▶ _YOUR INSTRUCTIONS_: Print the data exactly as it is given, please.
━━━━
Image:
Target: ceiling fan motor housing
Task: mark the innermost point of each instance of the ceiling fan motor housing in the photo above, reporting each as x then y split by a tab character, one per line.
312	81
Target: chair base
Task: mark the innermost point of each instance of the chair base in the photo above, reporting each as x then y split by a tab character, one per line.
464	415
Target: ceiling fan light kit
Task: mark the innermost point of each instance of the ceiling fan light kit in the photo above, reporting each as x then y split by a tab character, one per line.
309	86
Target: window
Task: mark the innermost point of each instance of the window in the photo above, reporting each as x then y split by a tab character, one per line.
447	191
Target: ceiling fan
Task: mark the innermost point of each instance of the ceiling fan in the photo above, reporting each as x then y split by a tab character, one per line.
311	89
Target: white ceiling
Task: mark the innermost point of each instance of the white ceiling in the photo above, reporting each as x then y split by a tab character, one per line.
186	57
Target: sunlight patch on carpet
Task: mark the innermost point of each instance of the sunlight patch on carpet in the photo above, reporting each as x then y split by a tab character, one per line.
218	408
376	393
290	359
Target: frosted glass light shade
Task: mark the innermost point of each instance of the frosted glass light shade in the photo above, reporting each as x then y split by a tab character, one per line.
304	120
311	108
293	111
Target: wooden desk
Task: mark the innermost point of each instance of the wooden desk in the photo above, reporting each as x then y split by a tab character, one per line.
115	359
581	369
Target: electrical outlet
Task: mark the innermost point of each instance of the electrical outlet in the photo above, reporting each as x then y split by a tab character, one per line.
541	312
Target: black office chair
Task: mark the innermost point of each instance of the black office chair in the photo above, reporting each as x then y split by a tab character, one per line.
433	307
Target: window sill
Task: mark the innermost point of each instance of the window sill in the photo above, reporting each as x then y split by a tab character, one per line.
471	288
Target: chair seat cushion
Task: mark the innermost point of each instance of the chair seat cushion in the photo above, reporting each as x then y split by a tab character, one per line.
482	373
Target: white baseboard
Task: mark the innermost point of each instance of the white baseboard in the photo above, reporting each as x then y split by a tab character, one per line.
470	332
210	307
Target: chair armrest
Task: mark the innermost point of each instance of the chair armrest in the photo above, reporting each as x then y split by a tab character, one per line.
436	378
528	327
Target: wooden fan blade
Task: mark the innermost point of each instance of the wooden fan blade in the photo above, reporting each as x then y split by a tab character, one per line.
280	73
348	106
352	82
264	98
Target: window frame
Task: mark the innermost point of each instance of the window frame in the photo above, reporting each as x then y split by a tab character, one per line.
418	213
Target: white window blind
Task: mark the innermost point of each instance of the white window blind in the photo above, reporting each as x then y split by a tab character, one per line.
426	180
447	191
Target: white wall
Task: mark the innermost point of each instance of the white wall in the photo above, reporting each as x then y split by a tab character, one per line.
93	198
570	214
━━━━
▶ _SOLVED PROBLEM_:
Image:
Target: ceiling fan motor housing
Task: mark the innermost point of each instance of the ceiling fan motor housing in the photo above, reporting each as x then y split by a tab character, one per line.
312	81
Target: chair base
Task: mark the innermost point of each instance of the chair base in the photo above, reporting each as x then y split by a tab character, one per line.
464	415
Target: ceiling fan light kit
Task: mark the innermost point of each instance of the ceiling fan light kit in the photo above, reporting each as x then y split by a tab character, one per line.
309	86
Target: window
Task: mark the innermost point of each instance of the window in the photo above, reporting each as x then y split by a tab character, one per line.
447	191
Target: ceiling fan
Task: mark the innermost point of each instance of the ceiling fan in the photo above, reporting each as x then y split by a tab character, one per line.
311	89
Target: white ceiling
Task: mark the innermost point of each instance of the white ceiling in the photo above, reporting each as x then y split by a tab character, one per line.
186	57
Target: sunlight patch on carpet
Task: mark the innermost point of each instance of the sunlight patch on carpet in the photo above, reporting each as x then y split by a tab character, one per line.
218	408
376	393
290	359
Target: frosted glass light shade
Task: mark the innermost point of each instance of the frosted glass light shade in the photo above, reporting each as x then y split by a tab character, one per line.
304	120
311	108
293	111
Target: wooden desk
Task: mark the innermost point of each instance of the wooden desk in the photo above, reporting each as x then y split by a tab character, one per line.
115	359
581	369
Target: electrical outlet
Task: mark the innermost point of each instance of the electrical outlet in the photo above, reporting each as x then y split by a tab character, one per line.
541	312
Target: black office chair
Task: mark the innermost point of each instance of the black office chair in the photo above, reporting each as x then y split by a tab character, one per line.
433	307
Target: window sill
Task: mark the innermost point of each instance of the window sill in the photo above, reporting each as x then y split by a tab character, one per line.
471	288
Target: chair seat cushion
Task: mark the innermost point of each instance of the chair seat cushion in the photo above, reporting each as x then y split by a tab character, one per line.
482	373
Target: white baseboard
Task: mark the innermost point of each instance of the white baseboard in the photo above, reporting each as x then y split by a tab character, one per line.
470	332
210	307
Target: chair armrest
Task: mark the innermost point of each instance of the chair armrest in the photo above, reporting each as x then y split by a tab character, one per line.
436	378
528	327
Target: wooden fan blade
Task: mark the innermost point of each instance of the wooden fan blade in the photo above, reporting each as x then y split by a tab character, one per line.
280	73
348	106
352	82
264	98
Target: window frame
Task: mark the innermost point of each instance of the window frame in the photo above, reporting each as x then y split by a tab character, one per line.
418	213
Target: white window blind
Task: mark the innermost point of each instance of the white window blind in the photo above, reporting each as x then y split by a tab character, one per line.
426	180
447	191
Target: white wall
Task: mark the innermost point of each instance of the white wall in the photo above, reporting each as x then y split by a tab character, one per line.
93	198
570	214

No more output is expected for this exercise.